**Passage provided**
******************************

Car is a 85 GLH-T with 89 2.5L, 87 TII 3bar cal, 90amp denso alterantor, etc...

Alterantor was charging perfectly fine at 13.5v, then I changed the pos battery connector, welded the exhaust in, and some other small things that I can't remember. Next time I went to start it, I notice the fan was on right away and the car was running off the battery, below 12v. Code 16, the car says. Revs maked NO difference in voltage out-put. Battery puts out around 12.4v when the car is off, 11.8 when the car is running. I had make sure the battery was completely charged with a battery charger.

Tested the alternator field coil terminals and the voltage is always lower than it should be, according to mini mopar. Tested with 2 alternators, same thing. Test with a known good extra computer under the hood, same thing. Final kick, bought a new connector and new old dodge truck style external voltage reguatlr and set it up as BFnGA said, http://www.turbododge.com/forums/showthread.php?t=83873&highlight=dodge+regulator+voltage, all result in less than 12v when car is running.

Tested the resistance of the alternator pos wire from alternator to battery, fine.
Tested the resistance of the alternator neg wire from alternator to battery, fine.

******************************

**Records provided**

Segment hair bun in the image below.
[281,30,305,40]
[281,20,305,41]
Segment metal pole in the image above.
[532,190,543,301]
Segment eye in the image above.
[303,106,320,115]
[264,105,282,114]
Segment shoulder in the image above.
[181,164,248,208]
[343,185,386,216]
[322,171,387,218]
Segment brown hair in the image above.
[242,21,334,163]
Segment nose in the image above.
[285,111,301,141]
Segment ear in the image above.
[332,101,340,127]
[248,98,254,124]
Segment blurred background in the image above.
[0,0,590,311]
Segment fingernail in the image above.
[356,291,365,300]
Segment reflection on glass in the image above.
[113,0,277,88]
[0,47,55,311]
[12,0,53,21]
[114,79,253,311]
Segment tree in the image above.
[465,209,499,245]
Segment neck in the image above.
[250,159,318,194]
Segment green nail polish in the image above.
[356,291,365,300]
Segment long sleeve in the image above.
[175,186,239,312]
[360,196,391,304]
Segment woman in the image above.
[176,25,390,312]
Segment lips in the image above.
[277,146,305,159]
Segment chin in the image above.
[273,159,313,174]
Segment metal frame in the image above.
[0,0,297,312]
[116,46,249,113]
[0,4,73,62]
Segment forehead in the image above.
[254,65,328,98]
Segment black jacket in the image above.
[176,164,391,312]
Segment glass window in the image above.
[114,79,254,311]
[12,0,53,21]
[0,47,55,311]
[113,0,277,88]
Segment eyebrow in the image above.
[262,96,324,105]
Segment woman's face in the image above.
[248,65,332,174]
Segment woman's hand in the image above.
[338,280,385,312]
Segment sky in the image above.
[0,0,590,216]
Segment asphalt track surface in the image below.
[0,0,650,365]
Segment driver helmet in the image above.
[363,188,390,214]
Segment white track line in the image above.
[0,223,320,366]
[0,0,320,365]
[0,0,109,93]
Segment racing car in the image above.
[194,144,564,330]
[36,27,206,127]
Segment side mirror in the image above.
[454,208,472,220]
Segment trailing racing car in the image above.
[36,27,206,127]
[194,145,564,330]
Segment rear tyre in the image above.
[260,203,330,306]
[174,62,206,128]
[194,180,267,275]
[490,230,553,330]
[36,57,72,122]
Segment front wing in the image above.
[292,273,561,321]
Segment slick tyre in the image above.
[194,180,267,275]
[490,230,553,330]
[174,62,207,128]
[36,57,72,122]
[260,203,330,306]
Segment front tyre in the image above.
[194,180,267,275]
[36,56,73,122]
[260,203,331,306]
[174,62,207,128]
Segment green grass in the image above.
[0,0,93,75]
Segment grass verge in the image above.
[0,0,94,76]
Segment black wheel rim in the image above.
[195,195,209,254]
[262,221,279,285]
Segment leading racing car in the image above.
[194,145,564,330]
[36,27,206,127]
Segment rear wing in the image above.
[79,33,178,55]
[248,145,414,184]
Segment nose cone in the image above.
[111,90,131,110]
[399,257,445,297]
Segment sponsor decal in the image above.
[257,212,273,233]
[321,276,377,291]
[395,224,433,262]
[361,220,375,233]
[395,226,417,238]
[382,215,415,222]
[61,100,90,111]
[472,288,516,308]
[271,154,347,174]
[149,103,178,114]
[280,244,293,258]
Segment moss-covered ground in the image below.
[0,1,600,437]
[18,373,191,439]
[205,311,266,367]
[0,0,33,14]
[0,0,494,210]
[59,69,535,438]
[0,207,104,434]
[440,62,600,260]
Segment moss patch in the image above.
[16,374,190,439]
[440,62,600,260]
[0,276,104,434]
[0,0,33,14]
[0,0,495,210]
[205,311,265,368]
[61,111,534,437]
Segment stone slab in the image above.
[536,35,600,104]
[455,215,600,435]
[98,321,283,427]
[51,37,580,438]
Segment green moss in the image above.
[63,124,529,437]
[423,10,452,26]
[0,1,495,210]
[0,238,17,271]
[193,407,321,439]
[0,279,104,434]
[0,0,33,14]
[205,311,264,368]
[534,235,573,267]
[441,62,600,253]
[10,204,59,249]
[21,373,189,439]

******************************

**The tasks**
- a) Transcribe the alternator charging post word for word, from start to finish.
- b) Pick out every line of the entries that contains the string "tyre", and copy each one. Case counts.

**Solutions in order**
- a)
Car is a 85 GLH-T with 89 2.5L, 87 TII 3bar cal, 90amp denso alterantor, etc...

Alterantor was charging perfectly fine at 13.5v, then I changed the pos battery connector, welded the exhaust in, and some other small things that I can't remember. Next time I went to start it, I notice the fan was on right away and the car was running off the battery, below 12v. Code 16, the car says. Revs maked NO difference in voltage out-put. Battery puts out around 12.4v when the car is off, 11.8 when the car is running. I had make sure the battery was completely charged with a battery charger.

Tested the alternator field coil terminals and the voltage is always lower than it should be, according to mini mopar. Tested with 2 alternators, same thing. Test with a known good extra computer under the hood, same thing. Final kick, bought a new connector and new old dodge truck style external voltage reguatlr and set it up as BFnGA said, http://www.turbododge.com/forums/showthread.php?t=83873&highlight=dodge+regulator+voltage, all result in less than 12v when car is running.

Tested the resistance of the alternator pos wire from alternator to battery, fine.
Tested the resistance of the alternator neg wire from alternator to battery, fine.

- b)
Segment rear tyre in the image above.
Segment slick tyre in the image above.
Segment front tyre in the image above.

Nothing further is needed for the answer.